Records to use:
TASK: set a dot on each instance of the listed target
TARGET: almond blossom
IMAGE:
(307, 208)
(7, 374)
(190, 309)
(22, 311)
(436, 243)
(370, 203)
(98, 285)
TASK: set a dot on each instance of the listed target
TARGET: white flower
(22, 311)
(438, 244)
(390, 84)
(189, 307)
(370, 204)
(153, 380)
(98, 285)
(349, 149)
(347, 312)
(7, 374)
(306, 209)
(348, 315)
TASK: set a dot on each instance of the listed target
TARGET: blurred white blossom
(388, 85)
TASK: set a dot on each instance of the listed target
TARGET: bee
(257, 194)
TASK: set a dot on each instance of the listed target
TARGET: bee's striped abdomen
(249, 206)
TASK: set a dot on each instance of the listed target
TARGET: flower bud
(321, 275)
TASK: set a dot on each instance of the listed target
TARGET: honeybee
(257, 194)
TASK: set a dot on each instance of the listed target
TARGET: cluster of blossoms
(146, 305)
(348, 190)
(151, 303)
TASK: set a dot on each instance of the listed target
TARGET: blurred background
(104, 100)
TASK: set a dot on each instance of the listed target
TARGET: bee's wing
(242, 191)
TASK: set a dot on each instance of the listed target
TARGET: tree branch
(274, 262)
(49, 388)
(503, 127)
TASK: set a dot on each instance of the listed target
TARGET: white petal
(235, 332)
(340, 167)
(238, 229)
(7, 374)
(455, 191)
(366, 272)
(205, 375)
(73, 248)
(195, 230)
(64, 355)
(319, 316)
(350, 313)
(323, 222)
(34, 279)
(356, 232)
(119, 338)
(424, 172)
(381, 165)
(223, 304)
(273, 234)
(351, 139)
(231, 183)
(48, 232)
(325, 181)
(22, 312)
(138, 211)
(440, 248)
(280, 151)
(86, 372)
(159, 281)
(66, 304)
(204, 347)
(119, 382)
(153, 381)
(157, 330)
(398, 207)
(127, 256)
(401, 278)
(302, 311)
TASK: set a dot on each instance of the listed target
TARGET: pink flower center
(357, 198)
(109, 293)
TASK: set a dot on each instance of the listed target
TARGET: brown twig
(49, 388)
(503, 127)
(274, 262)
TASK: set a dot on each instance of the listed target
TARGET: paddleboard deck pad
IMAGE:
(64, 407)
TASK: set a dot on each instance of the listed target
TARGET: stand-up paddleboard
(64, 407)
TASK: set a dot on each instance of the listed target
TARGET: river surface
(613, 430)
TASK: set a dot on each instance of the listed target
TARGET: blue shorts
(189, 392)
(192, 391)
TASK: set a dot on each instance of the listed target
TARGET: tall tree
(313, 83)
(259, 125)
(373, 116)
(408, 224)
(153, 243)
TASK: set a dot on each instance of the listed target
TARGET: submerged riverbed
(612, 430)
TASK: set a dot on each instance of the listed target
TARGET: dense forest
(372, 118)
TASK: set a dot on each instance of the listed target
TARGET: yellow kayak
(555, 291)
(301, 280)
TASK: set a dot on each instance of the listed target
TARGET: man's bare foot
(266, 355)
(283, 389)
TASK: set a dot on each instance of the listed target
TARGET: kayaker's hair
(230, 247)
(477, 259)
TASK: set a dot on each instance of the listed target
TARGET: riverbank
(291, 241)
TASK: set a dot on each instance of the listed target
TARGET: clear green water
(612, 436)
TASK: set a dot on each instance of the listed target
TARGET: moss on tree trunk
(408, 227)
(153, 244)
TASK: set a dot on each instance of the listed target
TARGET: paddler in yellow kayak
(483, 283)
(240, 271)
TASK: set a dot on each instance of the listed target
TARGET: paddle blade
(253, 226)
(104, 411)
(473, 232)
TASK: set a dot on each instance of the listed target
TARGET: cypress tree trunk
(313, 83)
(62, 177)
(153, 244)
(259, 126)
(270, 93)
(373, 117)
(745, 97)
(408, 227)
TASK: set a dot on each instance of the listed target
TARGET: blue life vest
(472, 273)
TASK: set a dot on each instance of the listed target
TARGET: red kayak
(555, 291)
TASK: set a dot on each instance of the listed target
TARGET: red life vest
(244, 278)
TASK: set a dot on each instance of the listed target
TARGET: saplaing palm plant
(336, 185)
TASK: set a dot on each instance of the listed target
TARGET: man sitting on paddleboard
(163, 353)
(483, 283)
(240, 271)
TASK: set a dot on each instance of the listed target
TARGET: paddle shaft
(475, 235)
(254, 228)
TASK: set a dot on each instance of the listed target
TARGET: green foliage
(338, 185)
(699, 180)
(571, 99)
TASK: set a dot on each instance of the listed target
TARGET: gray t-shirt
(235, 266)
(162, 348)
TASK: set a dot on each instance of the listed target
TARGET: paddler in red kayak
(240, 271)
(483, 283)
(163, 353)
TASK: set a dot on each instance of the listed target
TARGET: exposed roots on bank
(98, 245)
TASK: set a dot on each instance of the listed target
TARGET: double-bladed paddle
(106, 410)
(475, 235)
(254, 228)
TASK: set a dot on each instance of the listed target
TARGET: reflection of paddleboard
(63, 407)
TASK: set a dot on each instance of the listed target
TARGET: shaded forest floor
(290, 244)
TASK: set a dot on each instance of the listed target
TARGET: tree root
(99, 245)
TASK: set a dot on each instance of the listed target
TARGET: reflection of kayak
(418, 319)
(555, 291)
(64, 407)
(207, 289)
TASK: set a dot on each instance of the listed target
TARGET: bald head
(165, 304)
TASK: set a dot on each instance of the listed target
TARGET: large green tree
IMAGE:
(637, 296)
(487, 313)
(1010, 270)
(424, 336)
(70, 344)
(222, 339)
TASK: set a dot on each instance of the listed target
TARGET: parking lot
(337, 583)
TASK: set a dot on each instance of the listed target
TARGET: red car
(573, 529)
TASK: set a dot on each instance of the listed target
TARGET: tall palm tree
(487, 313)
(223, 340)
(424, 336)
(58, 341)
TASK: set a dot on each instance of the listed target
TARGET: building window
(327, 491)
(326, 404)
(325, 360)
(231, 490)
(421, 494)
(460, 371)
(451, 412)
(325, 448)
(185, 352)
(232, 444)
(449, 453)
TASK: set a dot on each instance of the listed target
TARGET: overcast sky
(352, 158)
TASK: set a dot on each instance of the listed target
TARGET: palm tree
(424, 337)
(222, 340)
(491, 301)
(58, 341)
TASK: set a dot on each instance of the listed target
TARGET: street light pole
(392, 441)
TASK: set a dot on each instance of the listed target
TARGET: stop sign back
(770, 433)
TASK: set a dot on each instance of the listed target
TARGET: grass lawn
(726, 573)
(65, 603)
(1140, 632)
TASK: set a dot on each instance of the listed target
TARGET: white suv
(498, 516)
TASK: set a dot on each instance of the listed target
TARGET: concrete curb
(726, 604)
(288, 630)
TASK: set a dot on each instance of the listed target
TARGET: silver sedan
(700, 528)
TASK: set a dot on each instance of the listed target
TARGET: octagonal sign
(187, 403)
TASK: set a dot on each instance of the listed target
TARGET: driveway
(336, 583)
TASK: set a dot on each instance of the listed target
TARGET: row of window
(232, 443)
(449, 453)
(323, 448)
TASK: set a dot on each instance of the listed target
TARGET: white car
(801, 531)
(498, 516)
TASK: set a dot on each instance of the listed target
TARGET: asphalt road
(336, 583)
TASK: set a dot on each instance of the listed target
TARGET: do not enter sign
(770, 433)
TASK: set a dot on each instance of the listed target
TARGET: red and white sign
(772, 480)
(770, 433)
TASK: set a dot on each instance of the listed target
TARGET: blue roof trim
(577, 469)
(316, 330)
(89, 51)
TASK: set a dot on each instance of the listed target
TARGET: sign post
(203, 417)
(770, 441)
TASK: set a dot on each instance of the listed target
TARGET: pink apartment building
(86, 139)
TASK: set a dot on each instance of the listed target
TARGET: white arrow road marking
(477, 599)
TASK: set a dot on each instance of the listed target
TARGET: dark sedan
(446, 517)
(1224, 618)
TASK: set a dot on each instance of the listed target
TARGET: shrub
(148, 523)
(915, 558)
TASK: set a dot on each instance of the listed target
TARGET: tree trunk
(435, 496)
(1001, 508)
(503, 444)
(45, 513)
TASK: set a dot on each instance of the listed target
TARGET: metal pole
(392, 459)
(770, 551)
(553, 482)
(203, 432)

Directions:
Show each line of the data above that contains the word "blue", copied in full.

Exercise response:
TARGET: blue shorts
TARGET: blue life vest
TARGET: blue roof trim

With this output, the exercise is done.